HOW TO COMPLETE THIS TASK: Reproduce every record below word for word and include no pictures.
** Opening EXERCISE INPUT block **
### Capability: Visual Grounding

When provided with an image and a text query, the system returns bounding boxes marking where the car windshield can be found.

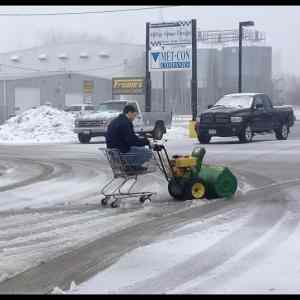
[214,95,253,109]
[96,102,126,113]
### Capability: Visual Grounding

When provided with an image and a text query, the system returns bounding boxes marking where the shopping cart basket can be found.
[100,148,158,208]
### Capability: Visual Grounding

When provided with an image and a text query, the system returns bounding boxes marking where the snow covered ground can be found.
[0,106,77,144]
[68,184,300,294]
[1,109,300,294]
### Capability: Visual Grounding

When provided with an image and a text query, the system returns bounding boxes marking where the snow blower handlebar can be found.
[149,141,175,182]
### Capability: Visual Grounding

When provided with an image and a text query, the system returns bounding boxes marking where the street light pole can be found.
[238,23,243,93]
[238,21,255,93]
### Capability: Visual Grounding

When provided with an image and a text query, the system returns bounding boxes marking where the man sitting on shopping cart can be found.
[105,104,152,173]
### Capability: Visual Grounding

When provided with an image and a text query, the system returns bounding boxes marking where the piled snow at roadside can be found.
[166,115,190,140]
[0,106,77,144]
[293,106,300,121]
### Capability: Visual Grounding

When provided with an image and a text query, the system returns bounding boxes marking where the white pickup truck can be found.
[73,100,172,143]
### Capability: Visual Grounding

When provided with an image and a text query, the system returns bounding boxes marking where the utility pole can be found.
[238,21,255,93]
[159,8,166,112]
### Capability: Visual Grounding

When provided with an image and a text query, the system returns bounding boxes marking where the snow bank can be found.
[0,106,77,144]
[293,106,300,121]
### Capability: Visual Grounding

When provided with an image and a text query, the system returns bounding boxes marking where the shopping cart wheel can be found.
[139,195,151,203]
[111,201,120,208]
[101,196,110,206]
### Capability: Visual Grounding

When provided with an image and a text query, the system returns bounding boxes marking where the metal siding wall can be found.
[0,81,5,124]
[0,73,112,122]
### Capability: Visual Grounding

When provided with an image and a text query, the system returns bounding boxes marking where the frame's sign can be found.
[149,20,192,48]
[150,45,192,71]
[112,77,145,95]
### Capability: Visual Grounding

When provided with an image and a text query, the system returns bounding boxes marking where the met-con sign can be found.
[149,20,192,72]
[150,47,192,71]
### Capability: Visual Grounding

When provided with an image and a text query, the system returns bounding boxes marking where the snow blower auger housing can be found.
[152,144,238,201]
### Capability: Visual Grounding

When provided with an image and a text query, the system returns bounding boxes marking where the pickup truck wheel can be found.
[197,133,211,144]
[78,133,91,144]
[275,123,289,140]
[153,124,164,140]
[238,124,253,143]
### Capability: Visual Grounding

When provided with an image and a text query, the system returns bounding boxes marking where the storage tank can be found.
[221,46,272,96]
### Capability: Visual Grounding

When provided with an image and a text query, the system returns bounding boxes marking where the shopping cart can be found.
[100,148,158,208]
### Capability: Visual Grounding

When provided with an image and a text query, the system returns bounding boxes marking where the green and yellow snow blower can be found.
[152,144,238,200]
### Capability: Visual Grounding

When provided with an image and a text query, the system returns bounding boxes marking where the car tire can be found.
[238,124,253,143]
[78,133,91,144]
[275,123,289,140]
[197,133,211,144]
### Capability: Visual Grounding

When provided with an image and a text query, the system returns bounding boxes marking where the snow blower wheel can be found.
[185,179,206,200]
[168,178,186,201]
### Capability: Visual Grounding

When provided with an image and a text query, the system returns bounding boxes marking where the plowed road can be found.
[0,127,300,294]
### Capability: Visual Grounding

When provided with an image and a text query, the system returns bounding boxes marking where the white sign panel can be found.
[149,46,192,71]
[149,20,192,48]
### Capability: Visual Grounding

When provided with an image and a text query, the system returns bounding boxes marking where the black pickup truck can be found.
[196,93,295,143]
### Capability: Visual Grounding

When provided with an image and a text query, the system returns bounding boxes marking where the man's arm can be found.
[120,122,149,147]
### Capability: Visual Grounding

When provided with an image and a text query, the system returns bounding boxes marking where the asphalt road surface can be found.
[0,122,300,294]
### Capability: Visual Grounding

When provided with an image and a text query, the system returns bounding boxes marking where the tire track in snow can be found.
[117,188,289,294]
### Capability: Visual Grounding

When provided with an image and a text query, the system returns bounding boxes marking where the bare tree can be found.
[272,74,300,106]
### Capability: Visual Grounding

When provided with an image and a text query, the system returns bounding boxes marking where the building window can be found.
[80,52,89,59]
[98,52,110,58]
[10,55,20,62]
[58,53,68,60]
[38,54,47,61]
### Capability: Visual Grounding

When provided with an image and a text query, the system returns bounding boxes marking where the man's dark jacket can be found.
[106,114,148,153]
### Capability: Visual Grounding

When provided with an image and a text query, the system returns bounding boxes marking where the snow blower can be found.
[152,143,238,201]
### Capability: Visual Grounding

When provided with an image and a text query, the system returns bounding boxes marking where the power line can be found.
[0,6,181,17]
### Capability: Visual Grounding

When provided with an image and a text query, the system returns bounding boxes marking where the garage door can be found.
[65,93,83,106]
[14,87,41,114]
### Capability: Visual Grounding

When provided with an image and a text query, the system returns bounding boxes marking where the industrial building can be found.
[0,72,112,124]
[0,37,273,123]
** Closing EXERCISE INPUT block **
EXPECTED ANSWER:
### Capability: Visual Grounding

When provided with an image and a text query, the system returns bounding boxes marking where the car windshield can be found.

[214,95,253,109]
[96,102,126,113]
### Capability: Visual Grounding

When provided with an image and a text query, the system returns bounding boxes marking where the shopping cart basket can be found.
[100,148,158,208]
### Capability: Visual Grounding

When provided with an image and a text query, the system returns bounding boxes marking where the snow covered ground can be found.
[0,106,77,144]
[68,184,300,294]
[1,109,300,294]
### Capability: Visual Grounding

When provided with an image and a text query, the system returns bounding boxes marking where the snow blower handlebar can be found.
[149,141,175,182]
### Capability: Visual Grounding

When provided with an image and a text query, the system returns bounding boxes marking where the street light pole can be found.
[238,23,243,93]
[238,21,255,93]
### Capability: Visual Grounding

When provided with an image and a text query, the system returns bounding boxes marking where the man sitting on shopping cart can be found.
[105,104,152,173]
### Capability: Visual Grounding

When provided with an image and a text query, the system returns bounding boxes marking where the piled snow at roadside can be found.
[166,115,190,140]
[0,106,77,144]
[293,106,300,121]
### Capability: Visual Grounding

When provided with an image and a text query, the system returns bounding boxes marking where the white pickup truck can be found.
[73,100,172,143]
### Capability: Visual Grounding

When provided with an image and a text query, the system returns bounding boxes marking where the utility pole can be found.
[238,21,255,93]
[159,8,166,112]
### Capability: Visual Grounding

When provided with an image and a text query, the system returns bounding boxes marking where the snow bank can be found.
[0,106,77,144]
[293,106,300,121]
### Capability: Visual Grounding

When provided with an image and a text query, the system returns bounding boxes marking where the shopping cart wheel can be found.
[139,195,151,203]
[111,201,120,208]
[101,196,110,206]
### Capability: Visual Grounding

When provided with an image and a text query, the system returns bounding boxes marking where the metal siding wall can be found.
[0,81,5,124]
[0,73,112,122]
### Capability: Visual Grounding

When provided with an image and a text query, the system returns bounding boxes marking where the frame's sign can be found.
[149,20,192,48]
[150,45,192,71]
[112,77,145,95]
### Capability: Visual Grounding

When provided with an image and a text query, the system returns bounding boxes marking where the met-con sign can be found.
[149,20,192,72]
[150,47,192,71]
### Capability: Visual Grounding

When provided with an image and a text query, the system returns bounding boxes marking where the snow blower auger housing can be found.
[152,144,238,201]
### Capability: Visual Grounding

When provided with an image and a text query, the system returns bounding boxes marking where the pickup truck wheel can be found.
[197,133,211,144]
[78,133,91,144]
[275,123,289,140]
[153,124,164,140]
[238,124,253,143]
### Capability: Visual Grounding

When provided with an image and a text query, the system returns bounding boxes marking where the storage tank can be found.
[221,46,272,96]
### Capability: Visual Grounding

When provided with an image and a text query, the system returns bounding boxes marking where the shopping cart can be found.
[100,148,158,208]
### Capability: Visual Grounding

When provided with an image and a text query, the system returns bounding boxes marking where the green and yellow snow blower can be found.
[152,144,238,200]
### Capability: Visual Grounding

When provided with an image and a text query, the system returns bounding boxes marking where the car tire can be found.
[238,124,253,143]
[78,133,91,144]
[275,123,289,140]
[197,133,211,144]
### Capability: Visual Grounding

When provided with an image and a text query, the system returns bounding boxes marking where the snow blower wheel can be found.
[185,179,206,200]
[168,178,186,201]
### Capability: Visual Grounding

When provided with an image and a text query, the system returns bounding boxes marking where the plowed road can be found.
[0,127,300,294]
### Capability: Visual Grounding

When provided with an image and a text query, the system returns bounding boxes marking where the white sign panel can be found.
[149,46,192,71]
[149,20,192,48]
### Capability: Visual Grounding

When provided with an image and a text query, the system returns bounding boxes marking where the black pickup truck can be found.
[196,93,295,143]
### Capability: Visual Grounding

When provided with an image and a text query, the system returns bounding boxes marking where the man's arm can be found.
[120,122,149,147]
### Capability: Visual Grounding

When provided with an image and a text query, the system returns bounding boxes marking where the asphalt road surface can be found.
[0,122,300,294]
### Capability: Visual Grounding

When provided with an image and a text query, the system returns bounding boxes marking where the tire track in snow can be found.
[117,188,289,294]
### Capability: Visual Grounding

When provided with an image and a text query, the system returns bounding boxes marking where the bare tree can be found.
[272,74,300,106]
### Capability: Visual Grounding

When provided with an image and a text query, the system returns bounding boxes marking where the building window can be found.
[80,52,89,59]
[98,52,110,58]
[10,55,20,62]
[58,53,68,60]
[38,54,47,61]
### Capability: Visual Grounding

When provided with an image and a text query, the system returns bounding boxes marking where the man's dark jacket can be found.
[106,114,148,153]
### Capability: Visual Grounding

When provided with an image and a text query, the system returns bounding boxes marking where the snow blower can be found.
[152,143,238,201]
### Capability: Visual Grounding

When provided with an image and a text query, the system returns bounding boxes marking where the power line can be found.
[0,6,181,17]
### Capability: Visual Grounding

When provided with an image and a text query, the system returns bounding boxes marking where the garage door can be found.
[65,93,83,106]
[14,87,41,114]
### Capability: Visual Grounding

When provided with an image and a text query, the system returns bounding boxes marking where the industrial building can be found.
[0,72,112,124]
[0,37,273,123]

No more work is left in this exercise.